■ **Exercise aim**:
Reproduce every row below word for word, omitting the pictures.

■ **Location identification entries**:
%%

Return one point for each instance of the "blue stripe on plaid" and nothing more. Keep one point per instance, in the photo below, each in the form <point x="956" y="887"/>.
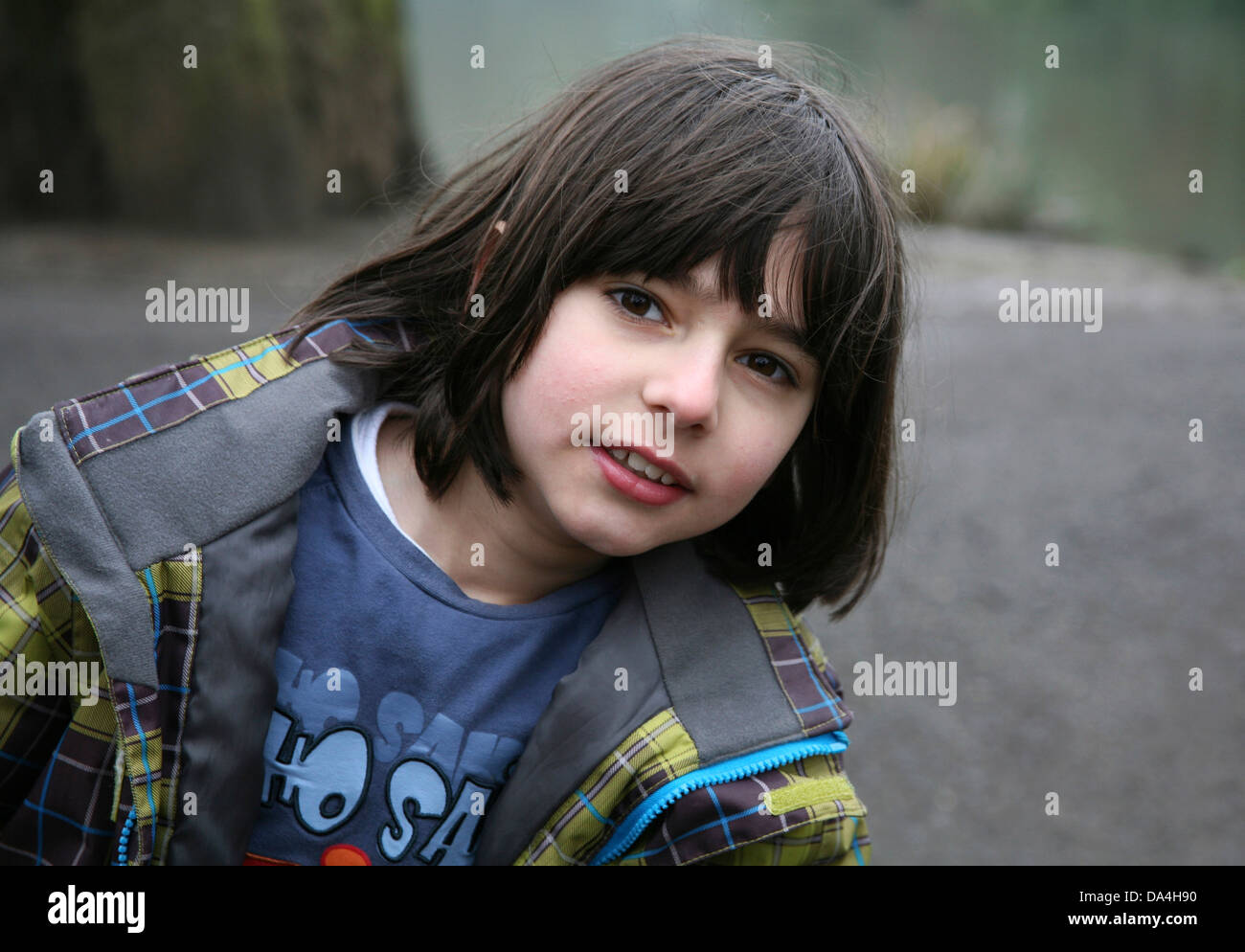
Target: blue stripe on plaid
<point x="42" y="799"/>
<point x="211" y="376"/>
<point x="142" y="742"/>
<point x="593" y="810"/>
<point x="75" y="824"/>
<point x="812" y="674"/>
<point x="138" y="410"/>
<point x="726" y="824"/>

%%

■ **Task answer**:
Return one point for each instance of the "blue stripe on plaid" and nothing more. Keep one point per instance, in the photo below, each in the form <point x="956" y="887"/>.
Target: blue stripe on plaid
<point x="42" y="799"/>
<point x="211" y="376"/>
<point x="142" y="742"/>
<point x="593" y="810"/>
<point x="75" y="824"/>
<point x="812" y="674"/>
<point x="138" y="410"/>
<point x="726" y="824"/>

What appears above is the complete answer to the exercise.